_Exercise inputs_.
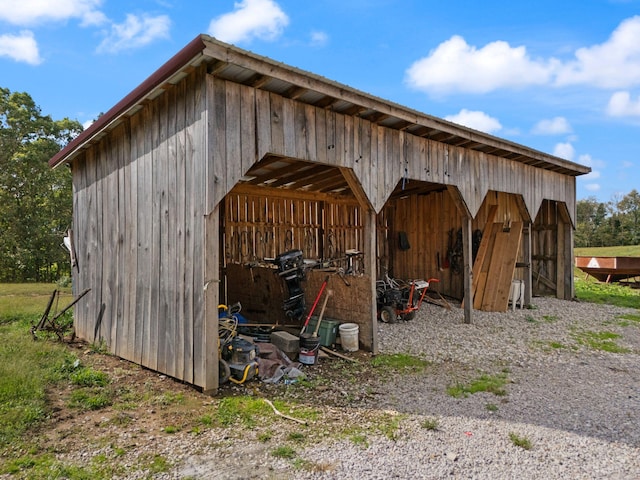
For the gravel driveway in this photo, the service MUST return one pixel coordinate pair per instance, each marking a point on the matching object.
(576, 405)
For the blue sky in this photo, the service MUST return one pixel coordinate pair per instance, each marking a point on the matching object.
(562, 77)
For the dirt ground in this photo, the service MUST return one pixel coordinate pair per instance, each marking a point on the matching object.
(133, 433)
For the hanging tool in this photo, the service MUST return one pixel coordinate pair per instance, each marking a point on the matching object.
(324, 304)
(315, 303)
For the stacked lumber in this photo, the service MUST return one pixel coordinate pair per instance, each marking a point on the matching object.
(495, 265)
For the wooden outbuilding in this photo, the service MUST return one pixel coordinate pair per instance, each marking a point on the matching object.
(223, 158)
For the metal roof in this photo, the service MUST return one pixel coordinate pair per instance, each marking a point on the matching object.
(244, 67)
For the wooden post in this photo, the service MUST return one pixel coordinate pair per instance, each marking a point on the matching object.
(468, 267)
(467, 251)
(370, 250)
(209, 357)
(528, 279)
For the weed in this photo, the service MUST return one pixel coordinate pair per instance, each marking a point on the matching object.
(284, 451)
(206, 420)
(155, 464)
(90, 399)
(99, 347)
(485, 383)
(522, 442)
(388, 425)
(168, 398)
(430, 424)
(88, 377)
(400, 362)
(27, 369)
(296, 436)
(360, 439)
(604, 341)
(240, 409)
(606, 293)
(628, 319)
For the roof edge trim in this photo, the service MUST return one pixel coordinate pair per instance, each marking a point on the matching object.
(160, 76)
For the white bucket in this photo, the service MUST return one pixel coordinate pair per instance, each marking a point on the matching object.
(349, 336)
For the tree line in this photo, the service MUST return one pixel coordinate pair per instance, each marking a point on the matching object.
(607, 224)
(36, 201)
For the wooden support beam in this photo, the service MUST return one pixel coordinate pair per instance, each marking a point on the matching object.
(526, 245)
(370, 249)
(467, 251)
(209, 358)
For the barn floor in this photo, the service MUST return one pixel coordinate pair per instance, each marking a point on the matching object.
(591, 411)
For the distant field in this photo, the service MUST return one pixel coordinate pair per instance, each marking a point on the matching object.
(626, 251)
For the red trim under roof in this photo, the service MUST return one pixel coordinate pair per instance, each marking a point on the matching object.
(179, 60)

_Job_.
Everything from the line containing "For the roof" through the last line of the records must be given again exactly; leave out all other lines.

_Complete answer_.
For the roof edge trim in this photo, the service MUST return one pixel coordinate pair per instance, each marking a point on the matching object.
(160, 76)
For the white bucket in this photo, the service MUST return one pixel coordinate pair per instance, each marking a point on the matching object.
(349, 336)
For the tree line in this photo, the service MUST return one pixel coordinate pair per instance, each marking a point on the matching object.
(607, 224)
(36, 201)
For the wooden support beam in this photo, the service MUST return one pixel coordinate pair per instance, each marking a point on the matching object.
(526, 245)
(370, 249)
(467, 251)
(209, 358)
For the barn floor in this photo, the service MUST return one pixel coordinate pair per instance, each marking a point on the matching object.
(591, 411)
For the distant field in this photo, the service MUST return one pixel coordinate pair per instance, each marking a point on the matching object.
(626, 251)
For the red trim under roof in this photo, the service MUST return one pixel coordinate pair per instance, each marking a point on the matching object.
(179, 60)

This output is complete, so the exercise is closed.